Aduz o apelante que as exigências apresentadas pela registradora não se sustentam porque a falecida Guilhermina havia lhe doado todas as suas quotas sociais, com a anuência do outro herdeiro, bem como porque, no instrumento de distrato social, constou expressamente que a pessoa jurídica realizou seu ativo e não deixou passivo, nem patrimônio a ser rateado entre os sócios. Assim foi feito, pois os bens da sociedade seriam revertidos ao sócio remanescente, ora apelante, a quem passou a pertencer a totalidade das quotas sociais.

Por conseguinte, afirma ser dispensável a transferência do imóvel, na proporção de 1,93%, ao espólio de Guilhermina, bem como sua partilha.

No caso concreto, mister consignar que o contrato de doação de quotas sociais não foi devidamente averbado na JUCESP, de forma que, à época do distrato social, Guilhermina ainda constava formalmente como sócia da pessoa jurídica denominada Concrex Tecnologia de Concreto Usinado Ltda.

* _Dados disponíveis_:
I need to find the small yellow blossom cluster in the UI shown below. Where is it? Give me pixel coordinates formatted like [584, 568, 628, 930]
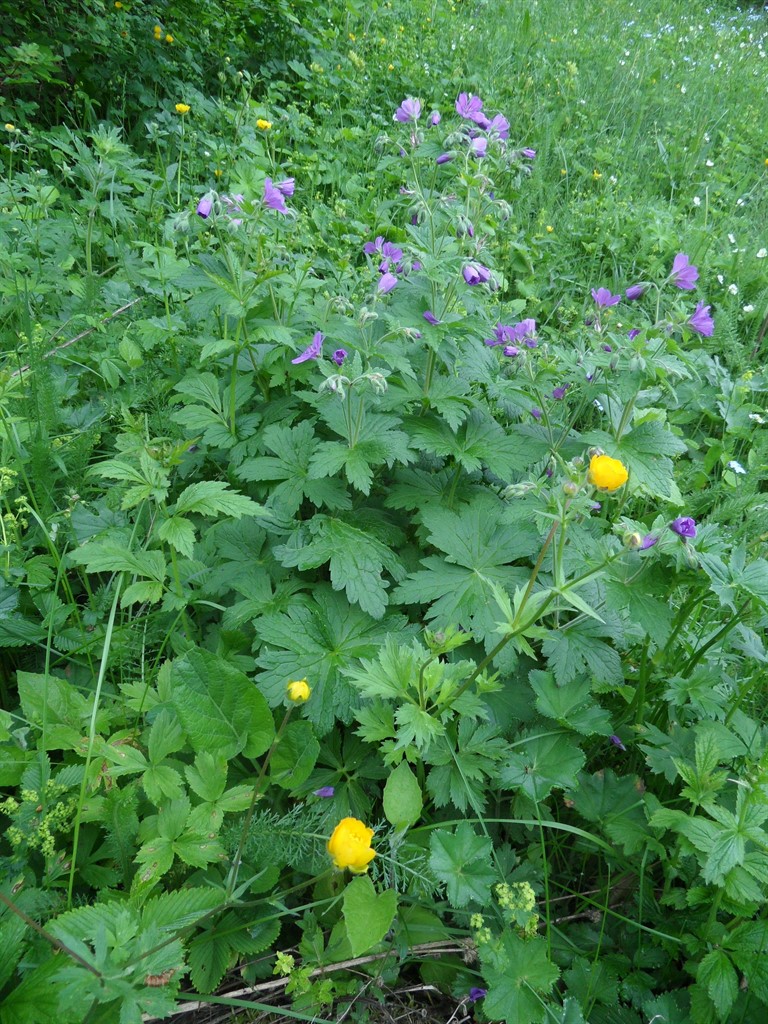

* _O que produzir_:
Reproduza fielmente, do texto sobre o distrato social, o trecho que se inicia com as palavras "Por conseguinte, afirma" e se encerra com "Concreto Usinado Ltda.".

* _Resposta completa_:
Por conseguinte, afirma ser dispensável a transferência do imóvel, na proporção de 1,93%, ao espólio de Guilhermina, bem como sua partilha.

No caso concreto, mister consignar que o contrato de doação de quotas sociais não foi devidamente averbado na JUCESP, de forma que, à época do distrato social, Guilhermina ainda constava formalmente como sócia da pessoa jurídica denominada Concrex Tecnologia de Concreto Usinado Ltda.